Task brief: Output exactly the first line of the listing and each line after it, through the line that contains "Target: yellow windshield sticker"; add nothing else.

Data shown:
Segment Open

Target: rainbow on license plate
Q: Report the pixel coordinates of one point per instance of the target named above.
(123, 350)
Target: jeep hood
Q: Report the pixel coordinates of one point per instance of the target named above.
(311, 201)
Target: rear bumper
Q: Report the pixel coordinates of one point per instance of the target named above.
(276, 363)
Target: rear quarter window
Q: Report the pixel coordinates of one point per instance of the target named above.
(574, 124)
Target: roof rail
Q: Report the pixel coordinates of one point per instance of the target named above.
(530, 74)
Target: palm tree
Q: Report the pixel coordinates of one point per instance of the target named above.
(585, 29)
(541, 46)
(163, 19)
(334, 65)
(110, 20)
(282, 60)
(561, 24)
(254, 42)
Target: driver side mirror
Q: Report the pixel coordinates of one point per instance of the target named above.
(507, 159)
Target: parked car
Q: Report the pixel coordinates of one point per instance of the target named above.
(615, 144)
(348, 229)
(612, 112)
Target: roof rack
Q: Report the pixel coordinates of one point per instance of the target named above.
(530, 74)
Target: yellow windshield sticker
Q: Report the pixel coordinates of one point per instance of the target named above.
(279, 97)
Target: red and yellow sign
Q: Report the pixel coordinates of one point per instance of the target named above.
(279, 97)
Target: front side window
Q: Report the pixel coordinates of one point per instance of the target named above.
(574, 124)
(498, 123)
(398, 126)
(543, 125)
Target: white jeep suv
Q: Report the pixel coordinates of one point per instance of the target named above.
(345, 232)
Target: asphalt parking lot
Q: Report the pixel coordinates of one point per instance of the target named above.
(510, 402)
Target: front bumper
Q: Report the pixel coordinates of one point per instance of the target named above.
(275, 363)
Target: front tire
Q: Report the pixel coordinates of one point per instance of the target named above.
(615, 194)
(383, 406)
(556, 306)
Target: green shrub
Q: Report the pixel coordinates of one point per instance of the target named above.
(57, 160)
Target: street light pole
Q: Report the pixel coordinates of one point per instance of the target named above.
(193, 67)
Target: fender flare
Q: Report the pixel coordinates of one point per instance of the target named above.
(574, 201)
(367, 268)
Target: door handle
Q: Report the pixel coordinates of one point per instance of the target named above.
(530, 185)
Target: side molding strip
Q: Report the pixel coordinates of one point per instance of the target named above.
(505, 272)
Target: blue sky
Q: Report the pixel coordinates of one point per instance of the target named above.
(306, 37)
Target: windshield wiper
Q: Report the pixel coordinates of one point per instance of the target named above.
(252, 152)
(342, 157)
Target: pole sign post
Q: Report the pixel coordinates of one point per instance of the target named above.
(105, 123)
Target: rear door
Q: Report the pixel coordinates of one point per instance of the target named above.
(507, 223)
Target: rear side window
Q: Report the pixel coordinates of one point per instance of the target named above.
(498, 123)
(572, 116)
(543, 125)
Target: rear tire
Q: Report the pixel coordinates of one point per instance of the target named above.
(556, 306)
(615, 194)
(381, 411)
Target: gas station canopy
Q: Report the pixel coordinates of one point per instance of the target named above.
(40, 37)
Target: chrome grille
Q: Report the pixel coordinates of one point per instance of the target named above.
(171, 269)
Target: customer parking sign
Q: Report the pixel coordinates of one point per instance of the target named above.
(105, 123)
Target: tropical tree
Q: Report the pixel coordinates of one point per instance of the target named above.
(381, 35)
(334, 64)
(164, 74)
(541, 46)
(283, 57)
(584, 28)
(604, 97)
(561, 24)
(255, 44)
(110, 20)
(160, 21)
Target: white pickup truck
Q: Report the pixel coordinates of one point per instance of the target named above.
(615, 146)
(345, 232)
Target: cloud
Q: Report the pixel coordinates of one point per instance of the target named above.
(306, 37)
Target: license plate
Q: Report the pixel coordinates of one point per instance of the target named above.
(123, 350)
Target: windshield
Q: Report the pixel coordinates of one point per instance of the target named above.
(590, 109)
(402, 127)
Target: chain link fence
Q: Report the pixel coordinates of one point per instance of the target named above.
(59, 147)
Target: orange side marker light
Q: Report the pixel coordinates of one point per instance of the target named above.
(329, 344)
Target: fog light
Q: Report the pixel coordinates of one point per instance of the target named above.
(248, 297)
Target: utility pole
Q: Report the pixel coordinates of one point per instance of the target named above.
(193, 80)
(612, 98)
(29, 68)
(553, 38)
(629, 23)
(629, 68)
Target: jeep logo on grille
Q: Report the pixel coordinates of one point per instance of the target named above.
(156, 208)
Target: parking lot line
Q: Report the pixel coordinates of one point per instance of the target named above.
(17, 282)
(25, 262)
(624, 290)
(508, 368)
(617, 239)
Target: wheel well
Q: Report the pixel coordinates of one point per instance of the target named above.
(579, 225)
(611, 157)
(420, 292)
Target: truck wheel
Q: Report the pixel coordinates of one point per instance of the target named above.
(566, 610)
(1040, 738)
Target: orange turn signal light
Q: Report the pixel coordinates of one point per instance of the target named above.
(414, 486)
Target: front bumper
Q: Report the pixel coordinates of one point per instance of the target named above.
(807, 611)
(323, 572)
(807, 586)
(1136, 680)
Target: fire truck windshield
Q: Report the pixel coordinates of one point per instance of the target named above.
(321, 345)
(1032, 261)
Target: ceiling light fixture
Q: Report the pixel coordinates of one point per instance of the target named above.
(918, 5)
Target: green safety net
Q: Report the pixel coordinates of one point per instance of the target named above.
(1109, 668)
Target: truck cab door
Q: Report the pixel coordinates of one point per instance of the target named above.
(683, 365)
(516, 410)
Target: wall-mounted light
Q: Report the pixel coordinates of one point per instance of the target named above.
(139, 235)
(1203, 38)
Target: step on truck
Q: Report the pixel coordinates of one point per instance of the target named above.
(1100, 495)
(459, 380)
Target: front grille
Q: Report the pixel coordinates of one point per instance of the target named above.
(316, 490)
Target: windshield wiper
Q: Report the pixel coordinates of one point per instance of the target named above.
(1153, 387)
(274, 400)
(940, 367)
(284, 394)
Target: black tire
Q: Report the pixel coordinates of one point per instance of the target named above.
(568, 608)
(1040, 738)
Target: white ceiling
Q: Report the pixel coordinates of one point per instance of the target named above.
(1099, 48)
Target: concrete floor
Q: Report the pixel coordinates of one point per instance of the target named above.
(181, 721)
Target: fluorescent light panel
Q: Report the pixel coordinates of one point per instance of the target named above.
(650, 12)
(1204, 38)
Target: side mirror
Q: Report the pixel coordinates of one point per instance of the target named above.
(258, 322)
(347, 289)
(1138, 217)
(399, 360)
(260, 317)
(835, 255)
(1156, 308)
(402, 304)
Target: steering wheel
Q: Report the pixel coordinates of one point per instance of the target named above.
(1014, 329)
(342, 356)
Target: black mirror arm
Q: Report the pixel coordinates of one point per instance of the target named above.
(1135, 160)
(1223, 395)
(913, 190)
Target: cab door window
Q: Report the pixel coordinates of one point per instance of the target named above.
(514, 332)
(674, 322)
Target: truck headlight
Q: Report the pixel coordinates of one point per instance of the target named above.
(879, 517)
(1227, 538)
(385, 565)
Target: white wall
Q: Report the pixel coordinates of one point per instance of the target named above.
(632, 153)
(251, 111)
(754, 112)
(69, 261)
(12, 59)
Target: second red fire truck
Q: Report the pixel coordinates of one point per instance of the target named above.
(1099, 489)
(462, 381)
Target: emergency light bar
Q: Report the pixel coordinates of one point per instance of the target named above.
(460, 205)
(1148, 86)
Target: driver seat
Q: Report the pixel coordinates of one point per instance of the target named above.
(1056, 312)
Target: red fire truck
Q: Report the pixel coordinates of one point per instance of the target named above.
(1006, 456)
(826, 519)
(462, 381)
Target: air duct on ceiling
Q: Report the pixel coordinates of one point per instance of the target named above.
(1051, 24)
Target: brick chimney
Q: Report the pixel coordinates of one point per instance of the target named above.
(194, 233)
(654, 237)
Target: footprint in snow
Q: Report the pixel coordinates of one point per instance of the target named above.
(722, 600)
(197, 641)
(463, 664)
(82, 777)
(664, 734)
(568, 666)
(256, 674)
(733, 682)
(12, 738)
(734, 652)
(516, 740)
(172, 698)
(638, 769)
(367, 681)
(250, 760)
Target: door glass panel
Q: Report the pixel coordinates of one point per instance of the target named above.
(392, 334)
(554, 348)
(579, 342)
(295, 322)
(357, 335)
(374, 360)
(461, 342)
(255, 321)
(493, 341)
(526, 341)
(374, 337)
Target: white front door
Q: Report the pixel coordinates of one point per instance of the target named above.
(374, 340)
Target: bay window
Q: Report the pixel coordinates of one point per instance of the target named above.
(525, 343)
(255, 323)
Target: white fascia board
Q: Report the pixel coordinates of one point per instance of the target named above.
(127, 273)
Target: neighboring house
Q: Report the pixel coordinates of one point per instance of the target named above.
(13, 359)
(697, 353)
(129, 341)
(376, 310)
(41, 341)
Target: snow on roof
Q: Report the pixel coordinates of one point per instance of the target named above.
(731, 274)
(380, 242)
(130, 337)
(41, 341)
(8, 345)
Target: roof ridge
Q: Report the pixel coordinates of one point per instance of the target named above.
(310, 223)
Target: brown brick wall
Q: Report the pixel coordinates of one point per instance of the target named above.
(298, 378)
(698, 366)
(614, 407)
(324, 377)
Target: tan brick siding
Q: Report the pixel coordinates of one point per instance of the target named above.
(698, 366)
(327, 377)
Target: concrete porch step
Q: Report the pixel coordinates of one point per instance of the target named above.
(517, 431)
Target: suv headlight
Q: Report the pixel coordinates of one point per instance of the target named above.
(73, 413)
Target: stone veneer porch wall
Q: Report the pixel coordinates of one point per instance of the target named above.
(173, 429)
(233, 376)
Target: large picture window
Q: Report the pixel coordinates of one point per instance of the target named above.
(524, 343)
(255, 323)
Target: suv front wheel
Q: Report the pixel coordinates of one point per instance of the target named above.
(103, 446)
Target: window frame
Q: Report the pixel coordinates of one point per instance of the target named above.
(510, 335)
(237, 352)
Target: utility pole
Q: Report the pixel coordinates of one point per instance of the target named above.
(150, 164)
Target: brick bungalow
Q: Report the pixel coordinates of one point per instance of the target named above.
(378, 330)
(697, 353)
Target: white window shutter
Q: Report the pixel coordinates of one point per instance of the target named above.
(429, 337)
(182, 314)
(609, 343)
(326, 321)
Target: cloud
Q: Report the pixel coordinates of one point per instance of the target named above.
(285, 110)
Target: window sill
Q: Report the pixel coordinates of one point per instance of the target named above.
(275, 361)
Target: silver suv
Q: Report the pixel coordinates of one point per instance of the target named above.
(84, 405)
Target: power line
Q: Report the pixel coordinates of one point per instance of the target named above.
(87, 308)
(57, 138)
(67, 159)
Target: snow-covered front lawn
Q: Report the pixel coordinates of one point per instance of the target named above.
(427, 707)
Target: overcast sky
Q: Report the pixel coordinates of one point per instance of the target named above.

Segment Closed

Response to the exercise:
Target: rainbow on license plate
Q: Report the pixel coordinates of one point per instance of the target named above.
(123, 350)
Target: jeep hood
Q: Report the pixel coordinates of one point per instance of the target named above.
(311, 201)
Target: rear bumper
Q: Report the pixel coordinates of one point per instance of the target named above.
(276, 363)
Target: rear quarter window
Q: Report the pixel coordinates of one point per instance of the target named above.
(574, 124)
Target: roof rail
Q: Report the pixel coordinates of one point per instance of the target named above.
(530, 74)
Target: palm tree
Q: Report the pixel coordinates of one point per instance of the target named above.
(585, 29)
(541, 46)
(163, 19)
(334, 65)
(110, 20)
(282, 60)
(561, 24)
(254, 42)
Target: driver side mirror
Q: Report the pixel coordinates of one point per instance of the target named above.
(507, 159)
Target: parked car
Q: Report the pixel coordinates of one point per instance of the target named above.
(615, 144)
(348, 229)
(612, 112)
Target: roof rack
Q: Report the pixel coordinates of one point per instance of the target named above.
(530, 74)
Target: yellow windshield sticker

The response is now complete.